> [Consignes]:
1 > Répondez à ces questions sur le texte consacré à l'élargissement de l'Europe :
(a) Combien de pays l'Europe « à deux vitesses » pourrait-elle compter ?
(b) Quel homme politique français défend l'idée d'une union UE-USA avec une égalité de partenariat ?
(c) Dans quelle zone de libre-échange élargie Washington pourrait-il admettre le Royaume-Uni ?
2 > Poursuivez le texte sur l'élargissement de l'Europe à partir de sa dernière phrase.

> [Source]:

○ ○ ○ ○ ○

Pfaff envisage les deux possibilités actuellement considérées. D’une part, l’actuelle situation, qui serait poursuivie et élargie sans limites, avec une ambition presque globale, d’un côté vers un axe transatlantique, de l’autre éventuellement jusqu’à la Russie, voire jusqu’au Moyen-Orient, – «…to include the Balkan non-members, Turkey, the ex-Soviet states Ukraine and Georgia, eventually Russia itself – and after that, who knows? Some see this as the great justification for European unification: the pacification of Europe and Eurasia, and even the Middle East, rescuing all from their histories». D’autre part, l’Europe “à deux vitesses”, avec peut-être jusqu’à 12 pays à partir du rassemblement originel, le reste étant dans une zone générale de libre-échange. «This would be two-speed Europe, at present unacceptable to most EU members.»
L’orientation actuelle est donc la traditionnelle poussée à l’élargissement qui, à côté de la poussée vers l’Est et le Sud, comprend essentiellement la poussée vers l’Ouest, pour un marché transatlantique. (Du côté français, c’est la thèse d’Edouard Balladur, qui semble avoir le soutien de Sarkozy et à laquelle nous nous sommes déjà référé: une union UE-USA avec une égalité de partenariat.) «However it is a pipe-dream, because the United States is most unlikely ever to be willing to yield even the minimal element of sovereignty this association with major European states would require. Washington might allow the U.K. and some of the small Atlanticist European states into an enlarged version of the North American Free Trade Area, but might hesitate even at that, since the European members would very likely object to some of the economic and security rules the U.S. would demand.»

○ ○ ○ ○ ○

> [Données recueillies]:
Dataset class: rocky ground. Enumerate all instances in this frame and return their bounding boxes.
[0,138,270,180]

○ ○ ○ ○ ○

> [Réponses]:
1 >
(a) Peut-être jusqu'à 12 pays.
(b) Edouard Balladur.
(c) Une version élargie de la North American Free Trade Area.

2 >
Le résultat concret de cette orientation serait, pour l’Europe, la misérable affaire que nous devinons chaque jour davantage: «The last possibility is for the existing and enlarged Europe to continue as an integrated economy and trade zone, loosely associated with the United States in a subordinate role, but with no foreign policy or international personality of its own because of the conflicting interests and conceptions of its numerous members. This is where Europe seems headed now.
Mais l’intérêt principal du propos est que Pfaff introduit une option intermédiaire et, nous semble-t-il, assez nouvelle. Il nomme cette option “l’Europe avec un numéro de téléphone”, avec la particularité qu’il y pourrait y en avoir deux…
«It certainly could not include the EU’s 27 or 30 members, or even 15, and probably could not accept more than one of the traditional great powers as member. One imagines it with Germany as its core, and including Benelux (possibly without French-speaking Wallonia in Belgium), Austria, and quite possibly Scandinavia and Finland.
»It is possible that a second, and parallel, integrated union could also take form, undoubtedly with a different telephone number. It would be composed of France, Spain and Italy, and would have an interventionist and active foreign policy, meant to weigh in world affairs. Spain and France were major imperial powers, Italy a minor one, but all are open to the non-European world, with attachments to the Middle East, Latin America and Africa.»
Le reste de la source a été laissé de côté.